[Opening Exercise materials section]
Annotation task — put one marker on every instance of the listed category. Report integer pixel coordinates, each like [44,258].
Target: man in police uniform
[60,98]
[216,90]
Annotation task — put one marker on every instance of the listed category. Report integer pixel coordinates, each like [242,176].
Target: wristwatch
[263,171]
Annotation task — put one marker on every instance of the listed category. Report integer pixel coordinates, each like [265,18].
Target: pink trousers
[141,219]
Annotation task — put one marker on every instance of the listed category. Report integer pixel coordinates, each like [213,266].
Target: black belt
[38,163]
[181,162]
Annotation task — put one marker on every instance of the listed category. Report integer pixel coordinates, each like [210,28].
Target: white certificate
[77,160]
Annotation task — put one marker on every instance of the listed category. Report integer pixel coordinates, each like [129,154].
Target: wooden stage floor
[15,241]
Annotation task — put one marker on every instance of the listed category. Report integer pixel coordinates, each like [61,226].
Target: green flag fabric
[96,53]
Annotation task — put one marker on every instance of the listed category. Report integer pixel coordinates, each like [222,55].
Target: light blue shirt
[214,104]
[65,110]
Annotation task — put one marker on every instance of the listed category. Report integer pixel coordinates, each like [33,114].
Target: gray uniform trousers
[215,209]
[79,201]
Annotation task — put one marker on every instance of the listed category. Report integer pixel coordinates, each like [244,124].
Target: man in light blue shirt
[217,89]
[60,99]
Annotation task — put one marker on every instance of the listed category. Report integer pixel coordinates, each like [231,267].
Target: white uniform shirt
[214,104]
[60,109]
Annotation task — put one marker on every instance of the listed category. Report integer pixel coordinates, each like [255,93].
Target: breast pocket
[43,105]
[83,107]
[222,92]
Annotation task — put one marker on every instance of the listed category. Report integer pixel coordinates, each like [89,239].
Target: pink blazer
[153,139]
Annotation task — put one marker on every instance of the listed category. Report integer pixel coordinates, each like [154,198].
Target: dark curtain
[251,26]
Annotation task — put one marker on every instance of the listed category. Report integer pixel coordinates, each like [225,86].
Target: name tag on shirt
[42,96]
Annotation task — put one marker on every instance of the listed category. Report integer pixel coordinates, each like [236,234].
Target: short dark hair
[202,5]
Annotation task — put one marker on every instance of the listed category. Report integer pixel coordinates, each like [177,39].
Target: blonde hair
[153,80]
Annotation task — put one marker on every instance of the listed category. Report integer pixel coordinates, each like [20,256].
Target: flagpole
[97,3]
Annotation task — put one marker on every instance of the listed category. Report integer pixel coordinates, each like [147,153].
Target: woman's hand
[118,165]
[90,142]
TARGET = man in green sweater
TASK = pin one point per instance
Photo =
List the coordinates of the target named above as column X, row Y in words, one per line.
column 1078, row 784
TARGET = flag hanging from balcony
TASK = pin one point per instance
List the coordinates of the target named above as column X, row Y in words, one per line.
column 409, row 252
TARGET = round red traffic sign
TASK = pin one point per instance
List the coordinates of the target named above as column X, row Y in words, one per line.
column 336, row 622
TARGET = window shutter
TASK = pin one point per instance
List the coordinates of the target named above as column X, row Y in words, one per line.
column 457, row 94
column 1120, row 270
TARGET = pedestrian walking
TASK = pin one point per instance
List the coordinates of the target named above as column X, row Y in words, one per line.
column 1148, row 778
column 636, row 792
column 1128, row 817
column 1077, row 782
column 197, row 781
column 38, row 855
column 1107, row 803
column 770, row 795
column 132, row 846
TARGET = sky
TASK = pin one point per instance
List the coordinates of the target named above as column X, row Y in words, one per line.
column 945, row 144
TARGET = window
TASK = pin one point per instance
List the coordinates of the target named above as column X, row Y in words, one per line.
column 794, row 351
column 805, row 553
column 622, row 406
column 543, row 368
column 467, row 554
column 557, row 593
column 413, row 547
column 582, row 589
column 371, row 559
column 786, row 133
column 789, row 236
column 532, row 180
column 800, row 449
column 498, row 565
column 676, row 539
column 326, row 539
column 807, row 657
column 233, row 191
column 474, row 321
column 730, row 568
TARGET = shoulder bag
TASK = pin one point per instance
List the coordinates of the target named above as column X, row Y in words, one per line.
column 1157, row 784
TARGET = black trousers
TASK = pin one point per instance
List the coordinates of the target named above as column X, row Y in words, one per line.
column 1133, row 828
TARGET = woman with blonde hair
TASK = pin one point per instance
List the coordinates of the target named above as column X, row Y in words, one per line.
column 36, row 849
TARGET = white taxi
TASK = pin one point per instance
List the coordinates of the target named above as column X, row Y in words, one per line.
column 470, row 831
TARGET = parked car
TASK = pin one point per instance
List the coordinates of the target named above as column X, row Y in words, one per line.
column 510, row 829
[Closing Exercise materials section]
Work order: Collect the lines of the records that include the string "window".

Written reply:
TARGET = window shutter
TARGET = window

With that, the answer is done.